> [STATED GOAL]: Pick out every line of the records that contains the string "segment", matching case exactly, and copy each one.

> [GIVEN RECORDS]:
++++++++
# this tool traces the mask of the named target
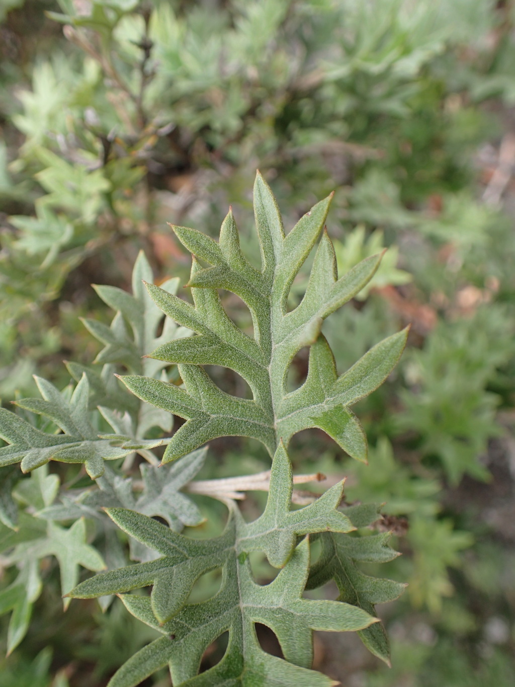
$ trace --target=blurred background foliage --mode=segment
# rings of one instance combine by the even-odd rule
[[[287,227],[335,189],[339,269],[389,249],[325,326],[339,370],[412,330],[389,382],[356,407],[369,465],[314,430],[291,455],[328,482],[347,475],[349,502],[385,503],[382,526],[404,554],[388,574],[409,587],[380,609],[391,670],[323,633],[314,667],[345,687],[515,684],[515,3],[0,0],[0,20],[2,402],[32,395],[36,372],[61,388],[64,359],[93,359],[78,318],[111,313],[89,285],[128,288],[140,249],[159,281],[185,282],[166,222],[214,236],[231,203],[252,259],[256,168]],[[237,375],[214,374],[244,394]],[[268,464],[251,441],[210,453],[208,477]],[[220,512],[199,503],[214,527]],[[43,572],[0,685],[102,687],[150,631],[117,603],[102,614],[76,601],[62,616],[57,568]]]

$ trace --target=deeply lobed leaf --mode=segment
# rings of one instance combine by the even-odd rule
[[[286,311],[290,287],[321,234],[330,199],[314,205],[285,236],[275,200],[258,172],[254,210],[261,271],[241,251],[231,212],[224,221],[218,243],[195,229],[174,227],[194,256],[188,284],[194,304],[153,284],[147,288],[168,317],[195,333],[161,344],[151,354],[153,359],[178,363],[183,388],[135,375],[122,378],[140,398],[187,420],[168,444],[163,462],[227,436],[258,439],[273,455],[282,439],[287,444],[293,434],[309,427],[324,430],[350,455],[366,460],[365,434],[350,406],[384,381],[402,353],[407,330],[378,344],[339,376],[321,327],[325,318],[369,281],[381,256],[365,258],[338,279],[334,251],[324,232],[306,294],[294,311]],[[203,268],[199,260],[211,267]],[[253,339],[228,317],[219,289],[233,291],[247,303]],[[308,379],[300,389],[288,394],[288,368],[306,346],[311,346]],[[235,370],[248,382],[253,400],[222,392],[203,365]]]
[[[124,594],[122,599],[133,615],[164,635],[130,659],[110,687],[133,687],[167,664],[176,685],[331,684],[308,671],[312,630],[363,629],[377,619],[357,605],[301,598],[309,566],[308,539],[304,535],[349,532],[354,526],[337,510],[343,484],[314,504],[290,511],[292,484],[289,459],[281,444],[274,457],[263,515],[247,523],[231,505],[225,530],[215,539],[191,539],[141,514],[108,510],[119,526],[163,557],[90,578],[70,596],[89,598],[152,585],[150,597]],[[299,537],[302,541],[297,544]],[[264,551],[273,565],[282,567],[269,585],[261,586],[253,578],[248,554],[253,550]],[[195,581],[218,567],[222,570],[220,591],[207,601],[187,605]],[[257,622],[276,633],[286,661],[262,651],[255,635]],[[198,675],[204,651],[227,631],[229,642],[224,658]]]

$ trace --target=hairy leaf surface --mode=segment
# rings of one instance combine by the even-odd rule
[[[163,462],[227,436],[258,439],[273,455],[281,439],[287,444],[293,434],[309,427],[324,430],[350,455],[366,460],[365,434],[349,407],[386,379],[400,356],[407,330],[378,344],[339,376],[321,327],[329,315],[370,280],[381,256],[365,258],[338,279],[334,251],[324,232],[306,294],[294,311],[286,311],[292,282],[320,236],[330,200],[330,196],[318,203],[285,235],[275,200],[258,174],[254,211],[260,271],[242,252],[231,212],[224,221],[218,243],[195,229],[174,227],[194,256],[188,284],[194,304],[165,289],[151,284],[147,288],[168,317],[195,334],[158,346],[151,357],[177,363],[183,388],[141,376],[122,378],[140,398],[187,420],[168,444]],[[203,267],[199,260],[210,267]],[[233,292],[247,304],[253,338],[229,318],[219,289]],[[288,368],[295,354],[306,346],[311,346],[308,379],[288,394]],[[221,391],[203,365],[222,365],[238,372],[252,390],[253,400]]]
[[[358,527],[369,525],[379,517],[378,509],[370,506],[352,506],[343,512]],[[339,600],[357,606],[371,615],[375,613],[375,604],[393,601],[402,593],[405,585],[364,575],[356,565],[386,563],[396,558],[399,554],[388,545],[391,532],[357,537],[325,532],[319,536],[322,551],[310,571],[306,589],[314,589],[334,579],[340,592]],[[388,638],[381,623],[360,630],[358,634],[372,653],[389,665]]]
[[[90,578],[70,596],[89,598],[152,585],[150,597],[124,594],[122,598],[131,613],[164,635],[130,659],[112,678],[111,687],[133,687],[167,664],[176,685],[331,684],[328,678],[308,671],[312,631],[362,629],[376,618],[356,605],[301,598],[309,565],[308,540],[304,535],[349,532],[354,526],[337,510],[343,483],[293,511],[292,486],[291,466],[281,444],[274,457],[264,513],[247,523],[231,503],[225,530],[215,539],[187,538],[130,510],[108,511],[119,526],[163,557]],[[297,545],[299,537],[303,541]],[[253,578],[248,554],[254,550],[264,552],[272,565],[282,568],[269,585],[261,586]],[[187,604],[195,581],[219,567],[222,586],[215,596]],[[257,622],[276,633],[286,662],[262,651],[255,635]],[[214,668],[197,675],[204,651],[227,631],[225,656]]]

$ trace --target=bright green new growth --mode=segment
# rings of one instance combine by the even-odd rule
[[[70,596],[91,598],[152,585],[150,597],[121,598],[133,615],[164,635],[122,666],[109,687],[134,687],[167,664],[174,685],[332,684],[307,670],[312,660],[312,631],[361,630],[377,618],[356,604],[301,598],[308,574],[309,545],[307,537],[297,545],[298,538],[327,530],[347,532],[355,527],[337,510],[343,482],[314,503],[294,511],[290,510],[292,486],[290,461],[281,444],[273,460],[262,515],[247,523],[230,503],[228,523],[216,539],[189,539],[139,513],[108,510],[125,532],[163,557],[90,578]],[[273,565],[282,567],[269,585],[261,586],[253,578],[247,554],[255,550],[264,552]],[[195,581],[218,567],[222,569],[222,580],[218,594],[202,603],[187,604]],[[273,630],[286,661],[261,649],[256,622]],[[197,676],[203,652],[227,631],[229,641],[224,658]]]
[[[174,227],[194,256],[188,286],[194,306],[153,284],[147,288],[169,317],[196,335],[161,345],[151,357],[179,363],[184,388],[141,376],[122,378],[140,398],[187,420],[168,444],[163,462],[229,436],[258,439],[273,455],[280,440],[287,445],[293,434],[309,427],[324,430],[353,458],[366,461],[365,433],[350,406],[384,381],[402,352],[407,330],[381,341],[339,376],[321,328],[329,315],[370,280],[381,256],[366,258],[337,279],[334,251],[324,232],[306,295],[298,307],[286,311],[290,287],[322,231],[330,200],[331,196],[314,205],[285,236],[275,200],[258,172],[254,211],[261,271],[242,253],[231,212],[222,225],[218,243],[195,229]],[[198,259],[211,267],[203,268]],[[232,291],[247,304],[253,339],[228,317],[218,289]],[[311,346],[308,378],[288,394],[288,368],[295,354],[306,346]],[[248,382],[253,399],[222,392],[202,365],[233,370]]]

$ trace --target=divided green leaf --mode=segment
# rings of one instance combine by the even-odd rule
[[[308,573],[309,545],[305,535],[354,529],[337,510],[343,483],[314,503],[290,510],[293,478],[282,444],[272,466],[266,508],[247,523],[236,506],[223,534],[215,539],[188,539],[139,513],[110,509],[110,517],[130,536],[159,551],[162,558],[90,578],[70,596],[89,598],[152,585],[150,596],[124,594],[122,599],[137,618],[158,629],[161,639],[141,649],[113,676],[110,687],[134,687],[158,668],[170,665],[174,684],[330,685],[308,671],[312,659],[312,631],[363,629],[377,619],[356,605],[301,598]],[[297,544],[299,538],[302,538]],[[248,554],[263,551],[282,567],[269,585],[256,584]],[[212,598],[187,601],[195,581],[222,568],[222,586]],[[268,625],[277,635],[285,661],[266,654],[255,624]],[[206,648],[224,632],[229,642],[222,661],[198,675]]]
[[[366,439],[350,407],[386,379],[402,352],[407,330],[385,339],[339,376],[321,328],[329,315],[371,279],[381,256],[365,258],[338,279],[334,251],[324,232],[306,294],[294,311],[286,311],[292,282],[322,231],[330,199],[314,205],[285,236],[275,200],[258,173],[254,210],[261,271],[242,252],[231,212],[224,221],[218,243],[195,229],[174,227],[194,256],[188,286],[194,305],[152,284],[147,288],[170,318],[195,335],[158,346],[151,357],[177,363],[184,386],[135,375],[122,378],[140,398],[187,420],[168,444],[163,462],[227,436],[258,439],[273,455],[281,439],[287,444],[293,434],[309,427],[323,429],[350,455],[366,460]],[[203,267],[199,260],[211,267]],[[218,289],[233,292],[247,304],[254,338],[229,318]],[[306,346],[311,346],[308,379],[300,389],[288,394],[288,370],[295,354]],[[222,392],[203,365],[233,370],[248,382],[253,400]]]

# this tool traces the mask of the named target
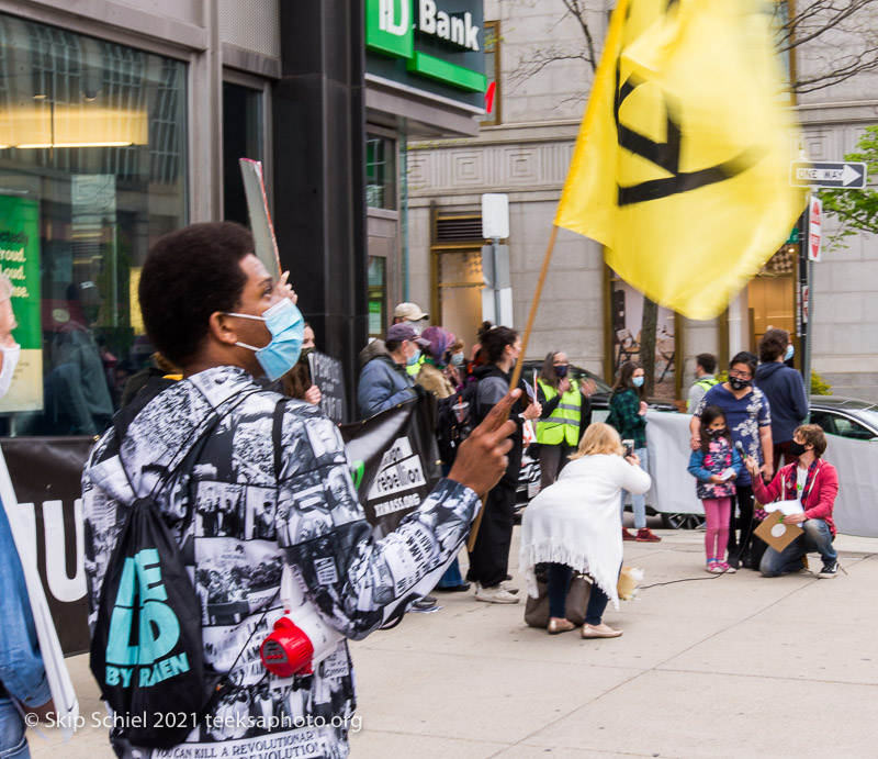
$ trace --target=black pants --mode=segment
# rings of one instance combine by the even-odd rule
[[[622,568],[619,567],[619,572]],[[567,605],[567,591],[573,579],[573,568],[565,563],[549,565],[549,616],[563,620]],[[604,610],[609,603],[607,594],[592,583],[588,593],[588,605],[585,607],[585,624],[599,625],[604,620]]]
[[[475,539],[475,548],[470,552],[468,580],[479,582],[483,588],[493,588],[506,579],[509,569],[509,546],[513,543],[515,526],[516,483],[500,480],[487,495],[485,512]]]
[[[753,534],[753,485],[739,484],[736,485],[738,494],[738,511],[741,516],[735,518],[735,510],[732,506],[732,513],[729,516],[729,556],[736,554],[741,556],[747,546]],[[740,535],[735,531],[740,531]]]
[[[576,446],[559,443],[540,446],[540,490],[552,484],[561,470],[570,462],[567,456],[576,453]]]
++++++++
> [OUTPUT FOR THIS EXERCISE]:
$ trace --target=blurred background foliage --mode=segment
$ trace --target=deeply lobed leaf --mode=segment
$ trace --target=hairy leaf surface --mode=segment
$ trace --target=bright green new growth --mode=segment
$ trace --target=divided green leaf --mode=segment
$ trace --target=black pants --mode=segment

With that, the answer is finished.